─── Records for the task ───

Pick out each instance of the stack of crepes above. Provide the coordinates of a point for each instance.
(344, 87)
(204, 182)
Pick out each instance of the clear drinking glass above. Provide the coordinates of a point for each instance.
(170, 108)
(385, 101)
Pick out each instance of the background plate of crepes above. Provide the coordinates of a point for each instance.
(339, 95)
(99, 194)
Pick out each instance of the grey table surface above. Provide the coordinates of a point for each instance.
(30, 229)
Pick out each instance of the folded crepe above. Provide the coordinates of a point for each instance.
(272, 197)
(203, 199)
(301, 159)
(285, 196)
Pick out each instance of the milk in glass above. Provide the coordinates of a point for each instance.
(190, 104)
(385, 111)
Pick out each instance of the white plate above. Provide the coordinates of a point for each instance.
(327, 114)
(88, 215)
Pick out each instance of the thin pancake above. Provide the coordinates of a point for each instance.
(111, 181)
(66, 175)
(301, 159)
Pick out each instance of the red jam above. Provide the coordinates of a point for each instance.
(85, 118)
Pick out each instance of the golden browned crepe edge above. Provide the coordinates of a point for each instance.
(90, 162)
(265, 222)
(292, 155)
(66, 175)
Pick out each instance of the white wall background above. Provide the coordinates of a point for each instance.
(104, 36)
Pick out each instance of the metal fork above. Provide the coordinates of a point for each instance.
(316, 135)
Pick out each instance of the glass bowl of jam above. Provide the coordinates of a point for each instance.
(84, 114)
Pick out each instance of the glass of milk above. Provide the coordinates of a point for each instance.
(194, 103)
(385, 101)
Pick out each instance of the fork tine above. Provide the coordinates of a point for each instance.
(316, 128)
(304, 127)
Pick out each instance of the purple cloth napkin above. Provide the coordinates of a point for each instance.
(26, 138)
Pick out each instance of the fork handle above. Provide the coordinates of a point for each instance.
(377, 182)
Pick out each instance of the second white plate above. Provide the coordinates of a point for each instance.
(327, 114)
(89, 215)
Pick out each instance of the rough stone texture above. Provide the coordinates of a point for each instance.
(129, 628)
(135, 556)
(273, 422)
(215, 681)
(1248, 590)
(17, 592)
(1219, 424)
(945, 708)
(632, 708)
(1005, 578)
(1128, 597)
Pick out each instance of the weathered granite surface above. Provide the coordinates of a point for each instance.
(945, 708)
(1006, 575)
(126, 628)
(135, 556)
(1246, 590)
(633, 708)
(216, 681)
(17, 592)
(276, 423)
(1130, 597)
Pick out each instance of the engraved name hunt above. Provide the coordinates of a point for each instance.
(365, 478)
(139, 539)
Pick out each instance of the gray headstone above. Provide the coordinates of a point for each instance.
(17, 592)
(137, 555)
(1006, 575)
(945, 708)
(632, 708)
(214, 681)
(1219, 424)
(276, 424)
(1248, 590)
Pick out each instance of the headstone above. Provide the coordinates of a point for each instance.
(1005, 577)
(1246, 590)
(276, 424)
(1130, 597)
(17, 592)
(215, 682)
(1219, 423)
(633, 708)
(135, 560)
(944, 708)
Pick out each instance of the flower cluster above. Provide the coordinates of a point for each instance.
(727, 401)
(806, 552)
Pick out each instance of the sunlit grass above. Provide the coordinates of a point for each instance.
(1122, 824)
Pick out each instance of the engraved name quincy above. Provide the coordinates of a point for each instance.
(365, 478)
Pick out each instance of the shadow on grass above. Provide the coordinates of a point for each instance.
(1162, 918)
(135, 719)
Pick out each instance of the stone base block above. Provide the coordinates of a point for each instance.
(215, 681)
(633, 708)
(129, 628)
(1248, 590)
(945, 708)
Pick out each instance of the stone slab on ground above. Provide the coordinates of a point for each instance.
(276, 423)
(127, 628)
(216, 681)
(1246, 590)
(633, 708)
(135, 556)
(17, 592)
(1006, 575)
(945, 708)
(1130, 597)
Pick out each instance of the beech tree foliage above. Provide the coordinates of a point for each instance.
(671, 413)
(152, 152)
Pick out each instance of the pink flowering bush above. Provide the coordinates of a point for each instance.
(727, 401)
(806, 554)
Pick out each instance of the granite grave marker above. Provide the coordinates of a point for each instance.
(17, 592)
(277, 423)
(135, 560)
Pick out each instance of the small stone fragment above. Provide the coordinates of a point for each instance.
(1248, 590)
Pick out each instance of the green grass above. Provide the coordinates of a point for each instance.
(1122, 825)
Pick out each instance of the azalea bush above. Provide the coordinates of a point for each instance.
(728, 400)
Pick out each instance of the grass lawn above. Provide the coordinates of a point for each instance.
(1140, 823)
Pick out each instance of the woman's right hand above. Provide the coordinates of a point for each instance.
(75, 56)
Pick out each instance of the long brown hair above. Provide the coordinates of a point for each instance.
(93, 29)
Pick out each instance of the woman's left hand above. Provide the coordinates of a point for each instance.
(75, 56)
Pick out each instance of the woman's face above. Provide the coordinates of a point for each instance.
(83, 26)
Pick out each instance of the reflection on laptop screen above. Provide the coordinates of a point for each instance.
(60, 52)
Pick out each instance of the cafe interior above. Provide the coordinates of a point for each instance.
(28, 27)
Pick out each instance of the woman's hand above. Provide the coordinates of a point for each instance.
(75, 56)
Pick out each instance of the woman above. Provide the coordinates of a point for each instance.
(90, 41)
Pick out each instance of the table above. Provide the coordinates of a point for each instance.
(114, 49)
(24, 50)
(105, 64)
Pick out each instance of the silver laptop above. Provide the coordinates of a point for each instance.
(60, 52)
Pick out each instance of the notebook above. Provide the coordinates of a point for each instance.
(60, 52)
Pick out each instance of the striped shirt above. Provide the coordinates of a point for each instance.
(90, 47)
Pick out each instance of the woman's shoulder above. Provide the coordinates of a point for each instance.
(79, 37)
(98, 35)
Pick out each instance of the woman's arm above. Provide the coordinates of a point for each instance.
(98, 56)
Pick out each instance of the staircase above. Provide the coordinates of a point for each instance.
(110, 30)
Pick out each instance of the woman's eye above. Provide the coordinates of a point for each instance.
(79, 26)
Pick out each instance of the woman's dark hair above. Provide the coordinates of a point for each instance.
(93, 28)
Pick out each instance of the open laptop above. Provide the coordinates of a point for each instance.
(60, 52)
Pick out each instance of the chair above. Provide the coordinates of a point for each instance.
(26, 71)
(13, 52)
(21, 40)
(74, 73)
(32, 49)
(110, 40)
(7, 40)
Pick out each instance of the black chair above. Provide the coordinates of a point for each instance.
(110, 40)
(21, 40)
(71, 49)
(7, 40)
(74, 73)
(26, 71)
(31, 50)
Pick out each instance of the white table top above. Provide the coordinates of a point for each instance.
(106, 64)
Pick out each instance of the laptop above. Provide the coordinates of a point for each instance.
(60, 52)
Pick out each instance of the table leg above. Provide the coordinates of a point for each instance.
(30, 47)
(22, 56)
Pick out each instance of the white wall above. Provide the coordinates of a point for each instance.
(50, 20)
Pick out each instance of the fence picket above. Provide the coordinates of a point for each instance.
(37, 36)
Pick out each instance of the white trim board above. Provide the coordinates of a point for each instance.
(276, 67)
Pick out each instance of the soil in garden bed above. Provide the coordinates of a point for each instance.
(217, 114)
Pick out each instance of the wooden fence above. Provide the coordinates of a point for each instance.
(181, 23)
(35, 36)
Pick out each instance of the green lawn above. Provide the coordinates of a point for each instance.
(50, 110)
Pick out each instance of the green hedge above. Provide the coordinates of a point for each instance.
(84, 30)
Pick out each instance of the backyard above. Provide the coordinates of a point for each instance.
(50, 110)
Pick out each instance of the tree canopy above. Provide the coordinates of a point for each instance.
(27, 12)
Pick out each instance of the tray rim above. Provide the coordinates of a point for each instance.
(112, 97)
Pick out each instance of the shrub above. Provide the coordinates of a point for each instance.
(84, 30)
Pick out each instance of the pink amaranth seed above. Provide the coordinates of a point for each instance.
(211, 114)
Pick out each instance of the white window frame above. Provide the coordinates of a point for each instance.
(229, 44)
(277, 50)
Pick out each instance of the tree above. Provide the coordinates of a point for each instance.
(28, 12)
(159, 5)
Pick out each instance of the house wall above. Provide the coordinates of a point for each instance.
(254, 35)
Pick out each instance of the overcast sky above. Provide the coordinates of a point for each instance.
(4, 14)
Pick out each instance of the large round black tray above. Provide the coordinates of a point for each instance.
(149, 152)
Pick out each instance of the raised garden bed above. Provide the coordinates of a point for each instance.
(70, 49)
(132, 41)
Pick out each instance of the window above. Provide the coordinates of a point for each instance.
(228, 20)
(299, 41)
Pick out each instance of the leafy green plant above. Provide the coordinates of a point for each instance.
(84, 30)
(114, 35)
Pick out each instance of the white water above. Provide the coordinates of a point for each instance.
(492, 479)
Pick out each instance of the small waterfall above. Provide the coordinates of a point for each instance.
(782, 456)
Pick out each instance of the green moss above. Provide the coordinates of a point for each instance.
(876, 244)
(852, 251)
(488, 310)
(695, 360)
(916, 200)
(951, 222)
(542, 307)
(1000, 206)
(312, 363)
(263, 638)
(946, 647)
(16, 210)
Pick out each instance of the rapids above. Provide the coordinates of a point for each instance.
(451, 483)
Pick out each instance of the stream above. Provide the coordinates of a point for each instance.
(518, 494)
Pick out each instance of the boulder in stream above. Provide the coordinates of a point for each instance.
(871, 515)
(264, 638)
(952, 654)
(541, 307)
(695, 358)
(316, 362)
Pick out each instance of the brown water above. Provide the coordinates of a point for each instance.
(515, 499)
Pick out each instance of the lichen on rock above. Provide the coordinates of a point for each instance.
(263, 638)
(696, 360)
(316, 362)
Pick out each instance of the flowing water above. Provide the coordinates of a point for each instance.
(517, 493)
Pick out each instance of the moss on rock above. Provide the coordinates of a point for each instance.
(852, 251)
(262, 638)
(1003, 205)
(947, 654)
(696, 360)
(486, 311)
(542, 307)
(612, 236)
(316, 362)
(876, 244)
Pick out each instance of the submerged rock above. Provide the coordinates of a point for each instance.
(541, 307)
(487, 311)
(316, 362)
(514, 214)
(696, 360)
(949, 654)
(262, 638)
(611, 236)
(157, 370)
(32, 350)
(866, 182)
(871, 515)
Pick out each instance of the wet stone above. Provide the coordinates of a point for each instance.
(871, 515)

───

Copy exactly, word for word, the line with "Pick out each instance of the flowing" through the final line of the listing.

Pick out each instance of the flowing water above. Provide the coordinates of a point for each instance.
(517, 493)
Pick out each instance of the moss on rock above. Provide the coordinates of a point for each instance.
(852, 251)
(262, 638)
(1003, 205)
(947, 654)
(696, 360)
(486, 311)
(542, 307)
(612, 236)
(316, 362)
(876, 244)
Pick out each instance of the submerged rock above. Provide the coordinates of a point for each instance.
(541, 307)
(487, 311)
(316, 362)
(514, 214)
(696, 360)
(949, 654)
(262, 638)
(611, 236)
(157, 370)
(32, 350)
(866, 182)
(871, 515)
Pick out each instance of the wet stone above. Provide the coordinates of a point for each instance.
(871, 515)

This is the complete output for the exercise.